Work instructions —
[1] According to the Form 8-K cover page, what is the date of the earliest event reported?
[2] Translate this sentence from the Form 8-K cover page into Spanish: "Check the appropriate box below if the Form 8-K filing is intended to simultaneously satisfy the filing obligation of the registrant under any of the following provisions:"
[3] Rewrite the part of the Form 8-K cover page starting at "CHARAH SOLUTIONS, INC." and ending at "Employer Identification No.)", swapping "Delaware" for "Nevada".

Source passage —

···

UNITED STATES
SECURITIES AND EXCHANGE COMMISSION
Washington, D.C. 20549


FORM 8-K


CURRENT REPORT
Pursuant to Section 13 or 15(d)
of the Securities Exchange Act of 1934
 
Date of Report (Date of earliest event reported): October 17, 2022


CHARAH SOLUTIONS, INC.
(Exact name of registrant as specified in its charter)


Delaware
001-38523
82-4228671
(State or other jurisdiction of incorporation)
 (Commission File Number)  (IRS Employer Identification No.)

12601 Plantside Drive
Louisville, Kentucky
 
40299
(Address of principal executive offices)
 
(Zip Code)
 
(Registrant’s telephone number, including area code): (502) 245-1353
 

Check the appropriate box below if the Form 8-K filing is intended to simultaneously satisfy the filing obligation of the registrant under any of the following provisions:
 

Written communications pursuant to Rule 425 under the Securities Act (17 CFR 230.425)
 

Soliciting material pursuant to Rule 14a-12 under the Exchange Act (17 CFR 240.14a-12)
 

Pre-commencement communications pursuant to Rule 14d-2(b) under the Exchange Act (17 CFR 240.14d-2(b))
 

Pre-commencement communications pursuant to Rule 13e-4(c) under the Exchange Act (17 CFR 240.13e-4(c))
 
Securities registered pursuant to Section 12(b) of the Act:

Title of each class
Trading symbol(s)
Name of each exchange on which registered
Common Stock, par value $0.01 per share
CHRA
New York Stock Exchange
8.50% Senior Notes due 2026
CHRB
New York Stock Exchange


 
Indicate by check mark whether the registrant is an emerging growth company as defined in Rule 405 of the Securities Act of 1933 (§230.405 of this chapter) or Rule 12b-2 of the Securities Exchange Act of 1934 (§240.12b-2 of this chapter).

···

[Extracted data entries]
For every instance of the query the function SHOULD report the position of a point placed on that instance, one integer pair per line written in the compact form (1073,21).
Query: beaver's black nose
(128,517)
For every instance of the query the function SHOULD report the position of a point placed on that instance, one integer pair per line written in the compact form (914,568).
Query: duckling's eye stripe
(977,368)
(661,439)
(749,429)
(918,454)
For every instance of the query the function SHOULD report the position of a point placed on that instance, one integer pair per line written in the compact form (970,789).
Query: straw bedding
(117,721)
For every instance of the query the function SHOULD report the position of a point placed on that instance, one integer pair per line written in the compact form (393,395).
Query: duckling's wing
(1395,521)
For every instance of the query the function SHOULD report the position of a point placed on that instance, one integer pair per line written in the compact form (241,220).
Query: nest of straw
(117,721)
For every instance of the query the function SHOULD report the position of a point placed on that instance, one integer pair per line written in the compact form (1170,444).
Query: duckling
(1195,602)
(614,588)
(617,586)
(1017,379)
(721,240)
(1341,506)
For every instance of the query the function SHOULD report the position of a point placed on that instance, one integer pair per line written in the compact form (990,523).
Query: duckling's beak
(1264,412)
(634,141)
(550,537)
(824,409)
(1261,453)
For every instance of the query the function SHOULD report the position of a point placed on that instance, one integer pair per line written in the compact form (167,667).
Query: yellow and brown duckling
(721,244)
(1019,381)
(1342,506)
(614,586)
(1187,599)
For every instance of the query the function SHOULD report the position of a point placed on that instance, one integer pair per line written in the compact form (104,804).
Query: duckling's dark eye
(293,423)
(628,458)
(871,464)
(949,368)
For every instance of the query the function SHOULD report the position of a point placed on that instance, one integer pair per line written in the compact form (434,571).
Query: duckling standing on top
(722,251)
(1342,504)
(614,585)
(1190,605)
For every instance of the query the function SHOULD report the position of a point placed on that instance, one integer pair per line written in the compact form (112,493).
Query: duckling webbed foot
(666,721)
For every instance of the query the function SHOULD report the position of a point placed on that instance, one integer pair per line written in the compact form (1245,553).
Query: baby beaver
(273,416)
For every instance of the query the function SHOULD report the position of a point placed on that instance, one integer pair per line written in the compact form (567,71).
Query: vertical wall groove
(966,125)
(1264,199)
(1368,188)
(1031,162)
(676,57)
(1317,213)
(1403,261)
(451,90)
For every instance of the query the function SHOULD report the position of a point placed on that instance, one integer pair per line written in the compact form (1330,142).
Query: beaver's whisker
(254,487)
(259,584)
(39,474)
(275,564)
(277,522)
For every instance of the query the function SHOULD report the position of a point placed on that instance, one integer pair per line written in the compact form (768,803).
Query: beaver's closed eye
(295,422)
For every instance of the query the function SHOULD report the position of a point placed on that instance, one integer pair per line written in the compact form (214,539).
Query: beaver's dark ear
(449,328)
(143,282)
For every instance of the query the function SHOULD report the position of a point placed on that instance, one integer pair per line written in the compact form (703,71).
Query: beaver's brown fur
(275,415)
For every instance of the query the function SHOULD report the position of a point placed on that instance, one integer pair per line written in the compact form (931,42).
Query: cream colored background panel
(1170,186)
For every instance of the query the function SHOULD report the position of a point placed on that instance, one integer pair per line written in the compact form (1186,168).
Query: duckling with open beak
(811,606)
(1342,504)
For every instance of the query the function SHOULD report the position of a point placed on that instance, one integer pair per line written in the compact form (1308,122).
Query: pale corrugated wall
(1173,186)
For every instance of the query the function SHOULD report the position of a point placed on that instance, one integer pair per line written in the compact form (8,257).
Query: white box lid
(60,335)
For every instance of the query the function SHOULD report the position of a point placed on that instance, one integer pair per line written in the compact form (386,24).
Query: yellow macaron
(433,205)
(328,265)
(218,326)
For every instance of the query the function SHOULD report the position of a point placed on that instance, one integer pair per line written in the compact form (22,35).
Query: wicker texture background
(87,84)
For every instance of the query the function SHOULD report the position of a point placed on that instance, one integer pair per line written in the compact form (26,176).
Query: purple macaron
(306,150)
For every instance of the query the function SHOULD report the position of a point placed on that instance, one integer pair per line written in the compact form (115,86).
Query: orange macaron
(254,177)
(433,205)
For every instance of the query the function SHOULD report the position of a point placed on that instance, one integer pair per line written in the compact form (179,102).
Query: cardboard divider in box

···

Responses in order —
[1] October 17, 2022

[2] Marque la casilla correspondiente a continuación si la presentación del Formulario 8-K tiene por objeto cumplir simultáneamente la obligación de presentación del registrante conforme a cualquiera de las siguientes disposiciones:

[3]
CHARAH SOLUTIONS, INC.
(Exact name of registrant as specified in its charter)


Nevada
001-38523
82-4228671
(State or other jurisdiction of incorporation)
 (Commission File Number)  (IRS Employer Identification No.)